## Begin
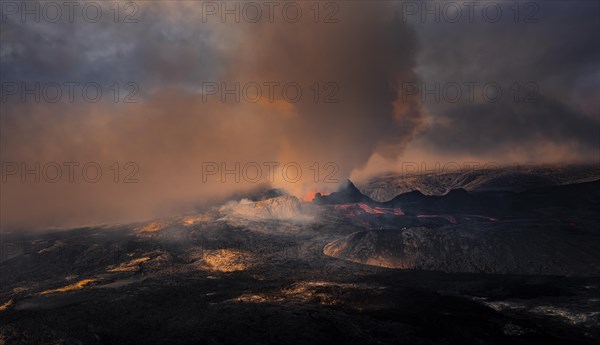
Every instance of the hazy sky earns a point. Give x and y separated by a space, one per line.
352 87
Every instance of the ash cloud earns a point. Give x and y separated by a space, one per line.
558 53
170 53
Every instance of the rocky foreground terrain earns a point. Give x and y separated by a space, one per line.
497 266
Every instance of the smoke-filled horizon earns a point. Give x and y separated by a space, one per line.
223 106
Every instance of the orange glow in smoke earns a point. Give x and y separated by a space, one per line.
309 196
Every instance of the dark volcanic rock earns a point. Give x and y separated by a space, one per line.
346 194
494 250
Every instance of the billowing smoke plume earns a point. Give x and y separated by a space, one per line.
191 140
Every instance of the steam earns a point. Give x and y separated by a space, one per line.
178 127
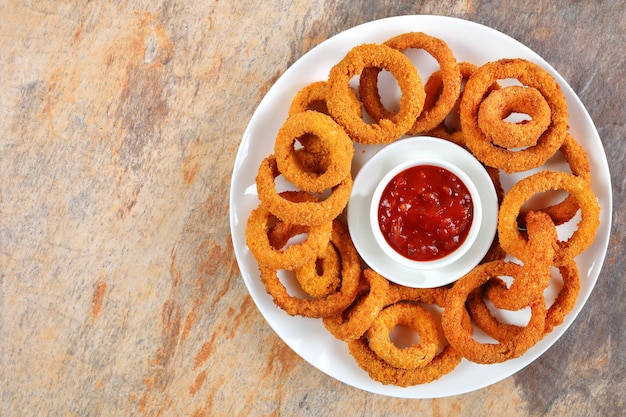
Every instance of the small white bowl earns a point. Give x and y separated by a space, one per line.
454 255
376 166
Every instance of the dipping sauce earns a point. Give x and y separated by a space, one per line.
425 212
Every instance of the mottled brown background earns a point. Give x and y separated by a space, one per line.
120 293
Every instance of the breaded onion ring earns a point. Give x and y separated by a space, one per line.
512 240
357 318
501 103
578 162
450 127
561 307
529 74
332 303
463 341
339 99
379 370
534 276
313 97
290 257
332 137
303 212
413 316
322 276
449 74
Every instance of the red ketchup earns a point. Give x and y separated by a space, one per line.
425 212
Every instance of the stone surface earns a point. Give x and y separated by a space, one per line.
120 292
## End
## Begin
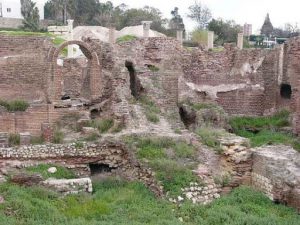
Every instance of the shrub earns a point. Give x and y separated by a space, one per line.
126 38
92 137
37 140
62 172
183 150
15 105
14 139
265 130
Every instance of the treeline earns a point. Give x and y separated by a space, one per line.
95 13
## End
■ Exercise requirements ■
Pick out every line in the records above that contains the string "smoke", treating uppercase and lowercase letters as distinct, and copy each such line.

■ Reply ■
Every instance of the smoke-filled horizon earns a point. Give x and y separated by a space, one per line.
Every instance of the orange glow in smoke earns a point. Give x and y separated by a space, one per line.
Every instance of the billowing smoke plume earns a point. Give x and y separated by a space, one per line.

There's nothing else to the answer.